(Problem requirements): From the first record to the last, write each one out again exactly.

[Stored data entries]

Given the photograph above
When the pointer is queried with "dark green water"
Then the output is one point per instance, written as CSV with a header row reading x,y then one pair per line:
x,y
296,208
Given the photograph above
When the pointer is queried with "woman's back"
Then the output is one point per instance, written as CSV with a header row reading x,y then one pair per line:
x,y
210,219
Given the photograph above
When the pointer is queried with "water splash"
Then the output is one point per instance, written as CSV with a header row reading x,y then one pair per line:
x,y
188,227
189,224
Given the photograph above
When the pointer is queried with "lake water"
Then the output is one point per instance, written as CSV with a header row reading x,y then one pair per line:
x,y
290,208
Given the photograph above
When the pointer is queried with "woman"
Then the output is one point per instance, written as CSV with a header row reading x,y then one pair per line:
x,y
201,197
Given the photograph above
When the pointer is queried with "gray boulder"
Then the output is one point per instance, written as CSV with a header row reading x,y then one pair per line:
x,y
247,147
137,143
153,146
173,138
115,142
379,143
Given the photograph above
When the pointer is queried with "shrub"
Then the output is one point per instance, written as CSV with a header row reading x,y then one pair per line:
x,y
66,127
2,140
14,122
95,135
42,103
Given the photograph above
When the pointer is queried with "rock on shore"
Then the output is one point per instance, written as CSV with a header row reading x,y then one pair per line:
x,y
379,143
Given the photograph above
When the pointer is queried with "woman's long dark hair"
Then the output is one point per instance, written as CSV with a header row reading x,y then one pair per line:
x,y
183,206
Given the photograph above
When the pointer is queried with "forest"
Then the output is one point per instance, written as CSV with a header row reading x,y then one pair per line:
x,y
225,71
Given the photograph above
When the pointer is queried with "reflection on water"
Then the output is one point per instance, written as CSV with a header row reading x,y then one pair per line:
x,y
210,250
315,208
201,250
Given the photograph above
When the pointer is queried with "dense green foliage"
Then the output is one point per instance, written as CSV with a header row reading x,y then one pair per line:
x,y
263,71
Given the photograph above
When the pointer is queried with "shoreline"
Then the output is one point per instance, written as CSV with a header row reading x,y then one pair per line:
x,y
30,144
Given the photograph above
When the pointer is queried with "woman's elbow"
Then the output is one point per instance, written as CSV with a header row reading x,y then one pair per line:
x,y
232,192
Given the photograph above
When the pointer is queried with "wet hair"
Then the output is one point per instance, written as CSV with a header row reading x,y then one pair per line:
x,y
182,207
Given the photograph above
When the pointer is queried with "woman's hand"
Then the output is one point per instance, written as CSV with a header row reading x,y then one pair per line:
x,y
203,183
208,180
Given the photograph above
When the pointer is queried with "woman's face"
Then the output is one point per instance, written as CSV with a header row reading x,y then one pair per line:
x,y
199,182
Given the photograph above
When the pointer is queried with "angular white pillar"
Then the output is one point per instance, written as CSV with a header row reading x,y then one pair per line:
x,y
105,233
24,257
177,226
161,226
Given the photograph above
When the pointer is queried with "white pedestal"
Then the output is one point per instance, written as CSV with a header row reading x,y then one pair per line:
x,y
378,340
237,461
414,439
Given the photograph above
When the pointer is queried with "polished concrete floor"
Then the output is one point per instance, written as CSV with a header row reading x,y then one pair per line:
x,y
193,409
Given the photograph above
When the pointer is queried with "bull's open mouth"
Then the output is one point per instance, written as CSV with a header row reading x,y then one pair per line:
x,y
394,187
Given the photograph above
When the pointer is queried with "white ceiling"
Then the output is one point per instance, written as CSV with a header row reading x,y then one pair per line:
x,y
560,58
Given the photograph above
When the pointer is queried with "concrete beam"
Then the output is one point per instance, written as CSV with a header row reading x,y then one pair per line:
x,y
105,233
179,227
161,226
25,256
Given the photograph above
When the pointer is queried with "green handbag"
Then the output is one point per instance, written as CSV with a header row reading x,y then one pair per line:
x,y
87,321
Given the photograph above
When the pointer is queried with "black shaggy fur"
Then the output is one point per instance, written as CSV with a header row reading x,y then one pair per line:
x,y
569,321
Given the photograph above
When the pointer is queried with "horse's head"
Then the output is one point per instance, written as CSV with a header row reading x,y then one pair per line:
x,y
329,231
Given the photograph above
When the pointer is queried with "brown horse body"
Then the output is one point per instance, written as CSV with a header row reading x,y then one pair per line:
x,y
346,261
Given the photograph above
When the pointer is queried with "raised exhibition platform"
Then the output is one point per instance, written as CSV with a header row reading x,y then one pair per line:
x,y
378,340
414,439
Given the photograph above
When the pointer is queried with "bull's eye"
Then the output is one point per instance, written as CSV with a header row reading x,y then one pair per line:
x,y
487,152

(Answer section):
Given the photograph above
When the pointer is queried with "dark green water"
Then the output is one point per instance, written as CSV with a header row reading x,y then one pair per line:
x,y
296,208
Given the photograph above
When the pointer is queried with "woman's back"
Then the output is one point per instance, written as CSV with a header row reading x,y then one pair per line:
x,y
210,219
Given the photograph above
When the pointer is queried with "water splash"
Then the output is one point per instance, written as CSV with a header row reading x,y then one pair per line:
x,y
188,227
189,224
Given the photograph above
When the pointer is queried with "lake water"
Then the output is one point per instance, written as CSV with a header row reading x,y then one pair per line:
x,y
290,208
Given the photograph above
When the pointer is queried with "woman"
Then the output is one point per instance, written as CSV with a header row reading x,y then one pair per line:
x,y
201,197
Given the photograph above
When the pointer is queried with "gray boulder"
Then the output is one point per instance, written as CSV with a header row reading x,y then one pair per line:
x,y
247,147
137,143
153,146
173,138
115,142
379,143
Given the photograph above
When the pointer is queried with "shrub"
Then the output is one point per instance, written as CSV with a header row reading x,y then one pair per line:
x,y
66,127
2,140
14,122
95,135
42,103
Given the photograph above
When the pointer is queried with "rock on shore"
Then the output is one point per instance, written as CSV with a header row reading x,y then one pair per line:
x,y
379,143
Given the photograph above
When the pointer is queried with "woman's long dark hair"
Then the output is one point per instance, written as CSV with a header row reading x,y then one pair per line:
x,y
183,206
Given the photograph above
When the pointer is queried with "forest"
Then the output is one point per instance, written as CSV with a header row reading x,y then one pair per line:
x,y
225,71
Given the photograph above
When the pointer is queried with "reflection on water"
Then the output is one point per instance, written as CSV with a header row reading x,y then one pair per line:
x,y
210,250
315,208
201,250
Given the photograph above
When the pointer is queried with "dense green foliage"
Then the output is one point per instance, written as CSV with a header row reading x,y then one pair per line:
x,y
263,71
Given the photograph above
When the pointer is queried with "shoreline"
Then the output is one point per instance, written as CSV with a header row reading x,y then one pair per line:
x,y
30,144
Given the photograph above
When the pointer is queried with "woman's elbow"
Then the output is one point per instance, written as CSV with a header row reading x,y then one pair per line:
x,y
232,192
Given the photograph above
When the pointer is queried with "wet hair"
Then the output is one point per instance, written as CSV with a header row reading x,y then one pair per line:
x,y
182,207
Given the photograph above
When the pointer is queried with "woman's hand"
Then the output is one point per instance, written as CSV with a header row reading x,y then one pair per line:
x,y
203,183
208,180
Given the photograph above
When the pointer is queried with "woman's face"
Then the output is one point per instance, written as CSV with a header row reading x,y then one pair per line:
x,y
199,182
Given the photograph above
When the pointer is queried with "angular white pillar"
Then the output is one point per instance, written as CSV with a header row reading x,y then one pair per line:
x,y
105,233
24,257
177,226
161,226
Given the photograph above
When the pointer is queried with "white pedestal"
Then the output is one point per instance, written as CSV with a header row reading x,y then one pair per line:
x,y
378,340
237,461
414,439
Given the photograph above
When the pointer is queried with "polished concrete floor"
Then the output is one point per instance, written as CSV with a header row reading x,y then one pair per line:
x,y
193,409
Given the photograph above
When the pointer is queried with "bull's open mouth"
Then the output is one point per instance, written as CSV with a header row reading x,y then one pair per line:
x,y
394,187
Given the photograph above
When the pointer is queried with "white ceiling"
Then the output is one point per instance, written as CSV with a header row reading x,y then one pair per line:
x,y
560,58
Given the photograph above
When the pointer is queried with "concrete beam"
Then the output is one point per instance, written as CSV with a header row reading x,y then one pair per line:
x,y
105,233
179,227
161,226
25,256
Given the photograph above
When the pointer is queried with "green handbag"
Then the output is one point per instance, written as CSV with a header row reading x,y then one pair per line:
x,y
87,321
Given the photograph above
When the pointer is queried with "black shaggy fur"
Then the output is one point per instance, written as CSV with a header row reading x,y then one pair per line:
x,y
569,321
Given the photograph above
When the pointer is queried with "horse's head"
Then the output is one point per instance, written as CSV with a header row reading x,y then one pair per line:
x,y
329,231
Given the photograph above
When the pointer is queried with "brown horse body"
Then the output is one point per instance, written as CSV with a header row reading x,y then one pair per line:
x,y
346,261
Given the photograph above
When the pointer is queried with "raised exhibition platform"
Then the output is one point per instance, written as CSV with a header row reading x,y then one pair per line:
x,y
378,340
414,439
Given the photograph above
When the pointer is queried with "bull's eye"
Then the output is one point per instance, written as CSV with a header row reading x,y then one pair per line:
x,y
487,152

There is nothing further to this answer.